Job. Reproduce each line of the listing exactly.
— BEGIN —
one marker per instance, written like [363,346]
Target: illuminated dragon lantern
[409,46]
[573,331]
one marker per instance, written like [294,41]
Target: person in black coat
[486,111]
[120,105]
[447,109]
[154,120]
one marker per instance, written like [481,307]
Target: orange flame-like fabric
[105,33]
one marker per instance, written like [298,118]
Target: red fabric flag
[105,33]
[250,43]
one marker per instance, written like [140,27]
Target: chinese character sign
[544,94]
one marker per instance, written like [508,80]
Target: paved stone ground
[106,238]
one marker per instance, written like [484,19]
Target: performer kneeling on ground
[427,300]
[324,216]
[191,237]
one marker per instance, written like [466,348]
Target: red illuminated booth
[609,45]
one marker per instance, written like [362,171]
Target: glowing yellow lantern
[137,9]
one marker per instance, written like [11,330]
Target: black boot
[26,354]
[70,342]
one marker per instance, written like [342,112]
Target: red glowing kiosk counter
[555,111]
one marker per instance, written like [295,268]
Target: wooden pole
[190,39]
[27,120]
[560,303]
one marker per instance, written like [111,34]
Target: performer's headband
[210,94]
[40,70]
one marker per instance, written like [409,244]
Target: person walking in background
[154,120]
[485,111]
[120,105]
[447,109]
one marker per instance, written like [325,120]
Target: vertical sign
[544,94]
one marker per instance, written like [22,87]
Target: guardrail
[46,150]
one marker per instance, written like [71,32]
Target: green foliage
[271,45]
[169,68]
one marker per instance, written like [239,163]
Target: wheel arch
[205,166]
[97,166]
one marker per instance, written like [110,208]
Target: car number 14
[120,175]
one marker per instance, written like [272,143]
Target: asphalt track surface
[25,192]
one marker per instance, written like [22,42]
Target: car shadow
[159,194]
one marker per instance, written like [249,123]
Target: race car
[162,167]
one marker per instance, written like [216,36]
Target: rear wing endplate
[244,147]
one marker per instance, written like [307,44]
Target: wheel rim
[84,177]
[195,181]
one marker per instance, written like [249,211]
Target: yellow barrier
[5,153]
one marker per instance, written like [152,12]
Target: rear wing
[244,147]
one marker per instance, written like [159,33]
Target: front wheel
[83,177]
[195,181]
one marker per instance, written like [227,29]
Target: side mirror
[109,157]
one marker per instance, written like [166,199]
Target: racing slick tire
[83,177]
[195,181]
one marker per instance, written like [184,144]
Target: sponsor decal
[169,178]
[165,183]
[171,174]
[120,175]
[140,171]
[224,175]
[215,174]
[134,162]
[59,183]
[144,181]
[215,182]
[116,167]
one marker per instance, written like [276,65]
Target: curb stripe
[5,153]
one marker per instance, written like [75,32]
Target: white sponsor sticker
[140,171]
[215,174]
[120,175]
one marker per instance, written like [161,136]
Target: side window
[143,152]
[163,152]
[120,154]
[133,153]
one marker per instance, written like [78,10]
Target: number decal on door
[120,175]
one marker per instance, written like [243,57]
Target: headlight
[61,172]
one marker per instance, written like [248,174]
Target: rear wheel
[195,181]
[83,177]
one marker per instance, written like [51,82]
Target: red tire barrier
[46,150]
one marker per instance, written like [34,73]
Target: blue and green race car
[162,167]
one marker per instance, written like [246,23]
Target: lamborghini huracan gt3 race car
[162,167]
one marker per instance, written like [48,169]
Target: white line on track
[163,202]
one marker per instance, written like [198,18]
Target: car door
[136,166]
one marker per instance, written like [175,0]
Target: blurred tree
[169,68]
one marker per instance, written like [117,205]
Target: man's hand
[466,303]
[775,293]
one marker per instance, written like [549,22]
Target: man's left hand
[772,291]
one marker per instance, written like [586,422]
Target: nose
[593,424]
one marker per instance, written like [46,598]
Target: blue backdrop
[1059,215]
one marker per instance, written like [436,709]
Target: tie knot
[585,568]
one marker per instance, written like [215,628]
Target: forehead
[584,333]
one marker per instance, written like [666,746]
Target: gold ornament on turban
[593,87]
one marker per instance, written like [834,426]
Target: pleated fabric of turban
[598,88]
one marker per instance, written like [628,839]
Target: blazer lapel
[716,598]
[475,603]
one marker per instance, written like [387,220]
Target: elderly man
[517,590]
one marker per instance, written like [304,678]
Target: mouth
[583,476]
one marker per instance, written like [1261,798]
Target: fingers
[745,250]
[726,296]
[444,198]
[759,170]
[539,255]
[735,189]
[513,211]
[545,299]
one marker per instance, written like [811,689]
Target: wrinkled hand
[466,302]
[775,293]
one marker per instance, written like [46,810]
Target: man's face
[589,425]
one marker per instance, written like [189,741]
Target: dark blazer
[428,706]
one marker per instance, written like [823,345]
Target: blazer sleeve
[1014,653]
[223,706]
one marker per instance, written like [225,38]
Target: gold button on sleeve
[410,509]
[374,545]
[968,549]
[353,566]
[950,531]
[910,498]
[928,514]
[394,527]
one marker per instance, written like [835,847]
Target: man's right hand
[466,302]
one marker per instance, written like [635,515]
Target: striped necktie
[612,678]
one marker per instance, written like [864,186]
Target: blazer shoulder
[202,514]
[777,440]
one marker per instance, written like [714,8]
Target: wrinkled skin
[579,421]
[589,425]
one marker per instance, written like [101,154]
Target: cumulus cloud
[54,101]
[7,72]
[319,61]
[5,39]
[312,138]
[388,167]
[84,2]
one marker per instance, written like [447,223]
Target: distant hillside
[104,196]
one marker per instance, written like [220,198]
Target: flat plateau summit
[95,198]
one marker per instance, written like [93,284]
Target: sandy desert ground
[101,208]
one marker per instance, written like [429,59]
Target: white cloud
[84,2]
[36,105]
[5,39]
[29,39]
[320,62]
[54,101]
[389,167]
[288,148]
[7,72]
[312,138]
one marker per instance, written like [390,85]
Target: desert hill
— END —
Written response.
one marker per instance, written like [363,346]
Target: illuminated dragon lantern
[409,46]
[573,331]
one marker per instance, written like [294,41]
Target: person in black coat
[486,111]
[120,105]
[447,109]
[154,120]
one marker per instance, written like [481,307]
Target: orange flame-like fabric
[105,33]
one marker per instance, written like [298,118]
Target: red fabric flag
[105,33]
[250,43]
one marker per instance, written like [140,27]
Target: chinese character sign
[544,94]
one marker per instance, written like [508,80]
Target: paved stone ground
[106,238]
one marker per instance, written like [484,19]
Target: performer kneeling on ground
[427,300]
[324,216]
[191,237]
one marker per instance, written like [466,348]
Target: red illuminated booth
[609,45]
one marker per instance, written like [362,171]
Target: glowing yellow lantern
[137,9]
one marker per instance, written like [11,330]
Target: black boot
[26,354]
[70,342]
one marker per instance, written like [342,112]
Target: red glowing kiosk counter
[555,111]
one marker per instance, written like [295,268]
Target: wooden pole
[190,39]
[27,120]
[560,303]
one marker per instance, written like [111,34]
Target: performer's headband
[210,94]
[40,70]
one marker per instance, written like [409,244]
Target: person walking in background
[154,120]
[485,111]
[120,105]
[447,109]
one marker per instance, written like [325,120]
Target: vertical sign
[544,94]
one marker per instance, written like [22,87]
Target: guardrail
[46,150]
one marker per instance, written like [71,32]
Target: green foliage
[271,45]
[169,68]
one marker per instance, written like [239,163]
Target: wheel arch
[205,166]
[97,166]
one marker per instance, written like [110,208]
Target: car number 14
[120,175]
one marker per instance, written like [272,143]
Target: asphalt track surface
[25,192]
one marker per instance, written like [22,42]
Target: car shadow
[159,194]
one marker per instance, written like [249,123]
Target: race car
[162,167]
one marker per instance, written like [216,36]
Target: rear wing endplate
[244,147]
one marker per instance, written like [307,44]
Target: wheel rim
[84,177]
[195,181]
one marker per instance, written like [249,211]
Target: yellow barrier
[5,153]
one marker per instance, written like [152,12]
Target: rear wing
[244,147]
one marker per instance, written like [159,33]
Target: front wheel
[83,177]
[195,181]
one marker per instance, written like [227,29]
Target: side mirror
[109,157]
one marker per instance, written like [166,199]
Target: racing slick tire
[83,177]
[195,181]
one marker per instance, written like [184,144]
Target: sponsor decal
[169,178]
[165,183]
[171,174]
[120,175]
[140,171]
[224,175]
[215,174]
[134,162]
[59,183]
[144,181]
[215,182]
[116,167]
one marker per instance, written like [276,65]
Target: curb stripe
[5,153]
one marker per instance, written like [75,32]
Target: white sponsor sticker
[140,171]
[215,174]
[120,175]
one marker per instance, written like [161,136]
Target: side window
[143,152]
[163,152]
[120,154]
[133,153]
one marker per instance, written like [78,10]
Target: number decal on door
[120,175]
one marker per instance, written like [243,57]
Target: headlight
[61,172]
one marker per instance, written like [248,174]
Target: rear wheel
[195,181]
[83,177]
one marker per instance, written like [51,82]
Target: red tire barrier
[46,150]
one marker per instance, written like [34,73]
Target: blue and green race car
[162,167]
one marker per instance, written like [246,23]
Target: lamborghini huracan gt3 race car
[162,167]
one marker per instance, written like [48,169]
Target: white line on track
[163,202]
one marker per instance, written like [198,18]
Target: car door
[136,166]
one marker per instance, written like [175,0]
Target: blurred tree
[169,68]
one marker per instance, written like [117,205]
Target: man's hand
[466,303]
[775,293]
one marker per instance, written like [549,22]
Target: man's left hand
[772,291]
one marker per instance, written like [586,422]
Target: nose
[593,424]
one marker per instance, written like [46,598]
Target: blue backdrop
[1059,215]
one marker per instance, written like [436,709]
Target: tie knot
[585,568]
one marker per instance, written like [215,628]
Target: forehead
[584,333]
one marker per instance, written like [666,746]
Target: gold ornament on turban
[593,87]
one marker per instance, written like [834,426]
Target: pleated fabric of turban
[598,88]
one marker per instance, written like [628,839]
Target: blazer lapel
[716,598]
[475,603]
one marker per instance, written like [387,220]
Target: elderly man
[517,590]
one marker per instance, written like [304,678]
Target: mouth
[583,476]
one marker per instance, written like [1261,798]
Target: fingers
[745,250]
[726,296]
[444,198]
[759,170]
[539,255]
[735,189]
[513,211]
[545,299]
one marker per instance, written like [811,689]
Target: wrinkled hand
[466,302]
[775,293]
one marker per instance, written like [46,810]
Target: man's face
[589,425]
one marker per instance, written like [189,741]
Target: dark blazer
[428,706]
one marker per instance, written like [823,345]
Target: blazer sleeve
[1014,653]
[223,706]
one marker per instance, written like [225,38]
Target: gold button on sleeve
[410,509]
[374,545]
[968,549]
[353,566]
[950,531]
[910,498]
[928,514]
[394,527]
one marker per instance, written like [835,847]
Target: man's right hand
[466,302]
one marker per instance, written like [635,515]
Target: striped necktie
[612,678]
one marker per instance, written like [864,186]
Target: blazer shoulder
[202,514]
[777,440]
one marker per instance, written like [714,8]
Target: wrinkled skin
[579,421]
[589,425]
one marker per instance, written like [101,154]
Target: cumulus cloud
[54,101]
[7,72]
[319,61]
[5,39]
[312,138]
[388,167]
[84,2]
one marker per instance, written like [447,223]
Target: distant hillside
[104,196]
one marker per instance, written like [220,198]
Target: flat plateau summit
[95,198]
one marker per instance, written like [93,284]
Target: sandy desert ground
[101,208]
one marker per instance, written like [429,59]
Target: white cloud
[84,2]
[36,105]
[5,39]
[29,39]
[320,62]
[54,101]
[389,167]
[288,148]
[7,72]
[312,138]
one marker per instance, written like [390,85]
Target: desert hill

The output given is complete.